* [TAREFAS A REALIZAR]:
**a.** Enumere, pela ordem em que aparecem no texto fornecido, todos os artigos do Decreto-Lei n. 81/78 que nele são mencionados.
**b.** Segundo o texto fornecido, que artigo da Lei n. 77/77 permite a atribuição de reservas a arrendatários dos prédios rústicos expropriados?

* [TEXTO FORNECIDO]:
= = = =
I- Não existe omissão das formalidades previstas nos artigos 10 e 12 do Decreto-Lei n. 81/78 se as comunicações a que tais preceitos se referem, muito embora feitas por telegrama, chegaram ao destinatario e possibilitaram a este exercer os direitos que a lei lhe faculta.
II- Não ha violação do artigo 6 do Decreto-Lei n. 81/78 se um contrato de arrendamento rural foi considerado provado face a meios de prova admitidos pela lei civil e suficientes para provar tal contrato.
III- Não existe falta de fundamentação do acto recorrido se este remete para documentos do processo instrutor que identifica.
IV- O artigo 37 da Lei n. 77/77 permite a atribuição de reservas a arrendatarios dos predios rusticos expropriados.
V- E legal a entrega de gado e equipamento ao reservatario, ao abrigo do disposto no artigo 15, n. 3, do Decreto-Lei n. 81/78, uma vez que este preceito não e inconstitucional.
VI- Alegando-se no recurso que o reservatario não era rendeiro do predio em que lhe foi demarcada a reserva, impõe-se sustar o recurso nos termos do artigo 72 do Regulamento do Supremo Tribunal Administrativo, porque a existencia ou validade de arrendamento constitui materia de direito privado de que o Supremo Tribunal Administrativo não pode conhecer.
= = = =
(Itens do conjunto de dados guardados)
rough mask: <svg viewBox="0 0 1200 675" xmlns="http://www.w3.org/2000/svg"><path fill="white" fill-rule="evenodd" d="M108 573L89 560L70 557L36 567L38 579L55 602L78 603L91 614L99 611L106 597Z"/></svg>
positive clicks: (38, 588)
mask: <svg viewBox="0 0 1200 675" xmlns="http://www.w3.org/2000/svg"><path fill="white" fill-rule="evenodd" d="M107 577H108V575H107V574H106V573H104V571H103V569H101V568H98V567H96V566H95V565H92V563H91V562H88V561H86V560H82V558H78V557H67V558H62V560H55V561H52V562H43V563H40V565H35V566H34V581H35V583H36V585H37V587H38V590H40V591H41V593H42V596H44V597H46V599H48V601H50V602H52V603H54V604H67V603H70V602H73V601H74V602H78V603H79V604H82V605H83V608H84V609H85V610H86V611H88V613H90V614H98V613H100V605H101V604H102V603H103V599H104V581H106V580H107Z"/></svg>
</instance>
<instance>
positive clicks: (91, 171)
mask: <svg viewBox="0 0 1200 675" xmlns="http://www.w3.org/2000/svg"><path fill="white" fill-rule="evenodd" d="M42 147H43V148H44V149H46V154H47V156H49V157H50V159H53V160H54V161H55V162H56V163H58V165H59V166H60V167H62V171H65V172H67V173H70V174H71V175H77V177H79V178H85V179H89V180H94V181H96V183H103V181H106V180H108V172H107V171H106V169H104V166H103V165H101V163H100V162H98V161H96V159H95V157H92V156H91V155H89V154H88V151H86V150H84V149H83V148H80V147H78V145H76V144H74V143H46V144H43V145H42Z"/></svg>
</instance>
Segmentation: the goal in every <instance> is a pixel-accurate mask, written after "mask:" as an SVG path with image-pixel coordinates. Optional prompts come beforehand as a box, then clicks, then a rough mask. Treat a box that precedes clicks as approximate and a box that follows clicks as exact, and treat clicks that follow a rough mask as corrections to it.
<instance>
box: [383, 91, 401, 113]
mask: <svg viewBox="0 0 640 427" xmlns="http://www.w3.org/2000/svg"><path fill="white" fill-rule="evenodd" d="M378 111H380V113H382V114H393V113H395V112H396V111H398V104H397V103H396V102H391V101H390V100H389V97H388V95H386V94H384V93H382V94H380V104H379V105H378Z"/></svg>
= = = =
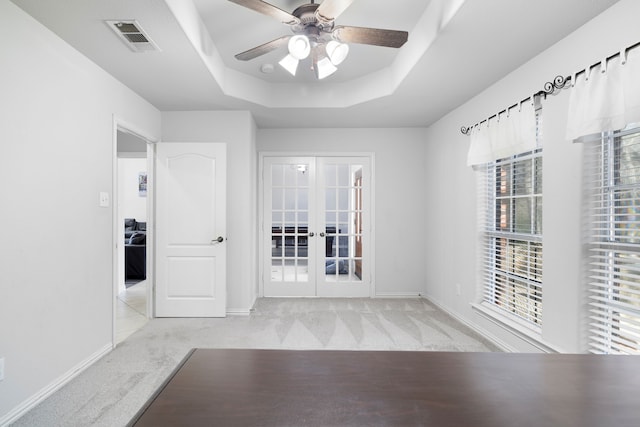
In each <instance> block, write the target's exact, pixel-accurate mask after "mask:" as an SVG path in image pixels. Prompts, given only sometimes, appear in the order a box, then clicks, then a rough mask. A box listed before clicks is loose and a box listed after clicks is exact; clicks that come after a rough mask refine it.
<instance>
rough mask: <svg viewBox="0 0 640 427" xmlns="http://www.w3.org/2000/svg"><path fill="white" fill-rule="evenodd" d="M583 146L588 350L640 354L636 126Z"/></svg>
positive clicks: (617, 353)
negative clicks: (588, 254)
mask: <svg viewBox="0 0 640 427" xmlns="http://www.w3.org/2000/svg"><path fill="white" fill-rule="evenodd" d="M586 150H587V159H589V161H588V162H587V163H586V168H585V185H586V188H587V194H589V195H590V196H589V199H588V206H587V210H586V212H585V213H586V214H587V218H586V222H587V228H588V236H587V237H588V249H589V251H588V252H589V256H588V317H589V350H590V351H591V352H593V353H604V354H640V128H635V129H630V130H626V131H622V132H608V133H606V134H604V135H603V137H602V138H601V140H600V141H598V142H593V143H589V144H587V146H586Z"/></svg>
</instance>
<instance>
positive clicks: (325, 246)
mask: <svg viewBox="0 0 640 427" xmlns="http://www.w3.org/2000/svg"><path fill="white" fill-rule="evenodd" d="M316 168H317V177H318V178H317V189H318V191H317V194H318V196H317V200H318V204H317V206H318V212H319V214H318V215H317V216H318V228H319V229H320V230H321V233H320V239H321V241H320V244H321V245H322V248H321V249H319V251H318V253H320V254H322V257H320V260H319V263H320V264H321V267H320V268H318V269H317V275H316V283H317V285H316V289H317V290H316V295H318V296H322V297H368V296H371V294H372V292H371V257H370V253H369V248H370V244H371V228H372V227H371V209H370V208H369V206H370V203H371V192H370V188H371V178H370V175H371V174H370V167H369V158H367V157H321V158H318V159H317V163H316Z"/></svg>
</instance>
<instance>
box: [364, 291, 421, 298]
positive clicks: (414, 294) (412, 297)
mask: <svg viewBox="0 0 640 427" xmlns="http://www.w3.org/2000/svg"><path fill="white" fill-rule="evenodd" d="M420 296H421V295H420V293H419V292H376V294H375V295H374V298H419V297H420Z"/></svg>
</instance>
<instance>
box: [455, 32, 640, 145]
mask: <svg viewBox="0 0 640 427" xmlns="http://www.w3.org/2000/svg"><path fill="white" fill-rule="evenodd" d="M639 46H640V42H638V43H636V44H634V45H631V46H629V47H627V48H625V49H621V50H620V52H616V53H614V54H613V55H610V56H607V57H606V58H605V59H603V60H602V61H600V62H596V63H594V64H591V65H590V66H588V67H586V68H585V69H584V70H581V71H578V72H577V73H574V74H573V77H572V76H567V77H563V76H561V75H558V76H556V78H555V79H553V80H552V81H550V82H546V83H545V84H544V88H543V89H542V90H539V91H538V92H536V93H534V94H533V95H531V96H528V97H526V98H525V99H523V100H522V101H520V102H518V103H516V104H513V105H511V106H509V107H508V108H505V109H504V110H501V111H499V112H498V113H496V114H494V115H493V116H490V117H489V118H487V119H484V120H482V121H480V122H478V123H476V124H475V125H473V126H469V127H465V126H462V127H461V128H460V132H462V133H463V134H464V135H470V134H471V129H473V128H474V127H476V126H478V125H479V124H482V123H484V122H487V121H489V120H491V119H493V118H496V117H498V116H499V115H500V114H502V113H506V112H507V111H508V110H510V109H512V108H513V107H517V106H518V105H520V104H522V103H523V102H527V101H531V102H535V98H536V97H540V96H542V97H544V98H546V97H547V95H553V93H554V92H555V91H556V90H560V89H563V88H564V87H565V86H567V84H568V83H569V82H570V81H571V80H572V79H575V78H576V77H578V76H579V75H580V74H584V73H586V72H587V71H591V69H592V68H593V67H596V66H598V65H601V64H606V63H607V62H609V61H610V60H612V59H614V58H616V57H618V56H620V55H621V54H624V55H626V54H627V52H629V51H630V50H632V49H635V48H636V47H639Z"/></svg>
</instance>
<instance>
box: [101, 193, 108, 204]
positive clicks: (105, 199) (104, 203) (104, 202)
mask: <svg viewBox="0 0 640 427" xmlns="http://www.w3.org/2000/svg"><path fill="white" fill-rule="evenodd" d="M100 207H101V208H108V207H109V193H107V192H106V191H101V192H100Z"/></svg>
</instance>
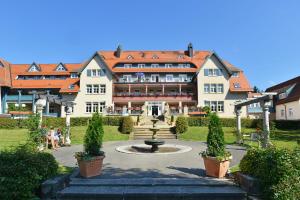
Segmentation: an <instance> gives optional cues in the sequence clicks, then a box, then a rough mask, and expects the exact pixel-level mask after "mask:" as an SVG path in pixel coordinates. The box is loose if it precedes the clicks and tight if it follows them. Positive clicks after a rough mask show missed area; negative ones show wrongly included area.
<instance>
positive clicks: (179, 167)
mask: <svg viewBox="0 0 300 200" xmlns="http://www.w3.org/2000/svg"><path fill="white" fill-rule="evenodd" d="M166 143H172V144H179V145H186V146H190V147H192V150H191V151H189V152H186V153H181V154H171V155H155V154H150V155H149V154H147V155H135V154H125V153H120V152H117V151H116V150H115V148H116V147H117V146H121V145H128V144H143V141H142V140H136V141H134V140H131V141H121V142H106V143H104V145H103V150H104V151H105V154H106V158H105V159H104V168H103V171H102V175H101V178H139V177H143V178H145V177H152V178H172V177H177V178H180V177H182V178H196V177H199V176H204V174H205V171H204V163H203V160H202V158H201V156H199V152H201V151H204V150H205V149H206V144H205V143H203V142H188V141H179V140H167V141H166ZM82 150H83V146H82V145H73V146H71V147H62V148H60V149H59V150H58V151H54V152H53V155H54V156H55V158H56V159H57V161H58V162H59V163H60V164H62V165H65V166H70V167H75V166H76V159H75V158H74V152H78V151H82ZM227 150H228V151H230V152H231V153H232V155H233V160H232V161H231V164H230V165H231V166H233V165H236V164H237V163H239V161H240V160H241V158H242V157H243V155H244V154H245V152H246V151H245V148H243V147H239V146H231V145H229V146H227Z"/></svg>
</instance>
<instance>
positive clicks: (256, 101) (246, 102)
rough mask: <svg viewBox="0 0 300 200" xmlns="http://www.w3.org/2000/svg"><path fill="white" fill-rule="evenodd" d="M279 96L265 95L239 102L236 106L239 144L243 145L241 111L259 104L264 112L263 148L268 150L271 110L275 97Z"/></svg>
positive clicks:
= = = =
* [RESPOSTAS DO EXERCÍCIO]:
**a.** Artigo 10, artigo 12, artigo 6 e artigo 15, n. 3.

**b.** O artigo 37.